Point-based annotation data:
___

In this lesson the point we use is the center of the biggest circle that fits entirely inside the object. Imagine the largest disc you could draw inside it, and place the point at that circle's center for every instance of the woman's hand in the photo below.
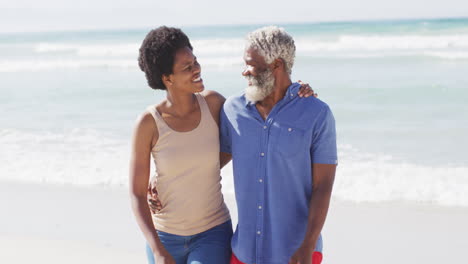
(163, 257)
(306, 90)
(153, 198)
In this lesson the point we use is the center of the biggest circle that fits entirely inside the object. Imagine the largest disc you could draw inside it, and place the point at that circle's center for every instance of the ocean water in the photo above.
(398, 90)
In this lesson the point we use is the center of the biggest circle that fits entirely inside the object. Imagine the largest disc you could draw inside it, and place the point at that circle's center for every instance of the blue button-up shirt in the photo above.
(272, 161)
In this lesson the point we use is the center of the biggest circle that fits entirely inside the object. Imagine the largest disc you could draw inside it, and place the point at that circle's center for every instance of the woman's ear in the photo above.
(167, 80)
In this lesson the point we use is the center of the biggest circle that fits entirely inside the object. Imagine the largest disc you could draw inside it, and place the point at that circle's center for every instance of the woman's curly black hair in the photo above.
(157, 53)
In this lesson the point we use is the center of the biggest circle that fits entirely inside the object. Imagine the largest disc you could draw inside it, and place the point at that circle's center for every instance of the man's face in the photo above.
(259, 76)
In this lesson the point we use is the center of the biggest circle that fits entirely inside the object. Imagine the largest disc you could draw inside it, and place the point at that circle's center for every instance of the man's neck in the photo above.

___

> _TASK PROMPT_: Your task is to repeat the data above exactly while excluding the pictures.

> _EXERCISE RESULT_:
In this lesson the point we use is the center of the biggest circle that fits entirely inside the object. Imagine the largest disc you could draw inside it, and place the point at that circle's center for every instance of the woman's hand in the photo below.
(163, 257)
(306, 90)
(153, 198)
In this lesson the point we use is the center of the biggest circle that fits entirely inside the object. Imagine the largest disc you could draw inside it, and place the point at that circle's center for every instance of the ocean water in the photo above.
(398, 90)
In this lesson the point we use is the center of the biggest circle that fits entirely inside the object. Imagine the largest disc you could draw inside it, and place the point at that circle's center for every instance of the blue button-up shirt in the photo above.
(272, 161)
In this lesson the point we use is the center of the biggest circle that fits entirely inside the object. Imagine the largest disc you could draw inside it, and place the point at that circle's center for every instance of the woman's ear in the photo above.
(167, 80)
In this lesson the point we use is the center of the biggest circle that fits entirely inside the object. Imagine the largest disc you could draw inside it, and place the point at that circle's center for every instance of the woman's curly black hair in the photo above.
(157, 53)
In this lesson the point we use is the center of the biggest circle that fits entirely inside the object. Imagine the largest disc you could draw inside it, and place the point at that circle's center for every instance of the man's face in the photo above.
(259, 76)
In this lesson the point we use is the center of the biggest circle that fits entirely inside the object. Imagine the largest disc you could draw inside it, and place the point at that circle's center for every instance of the man's neck in the photo above.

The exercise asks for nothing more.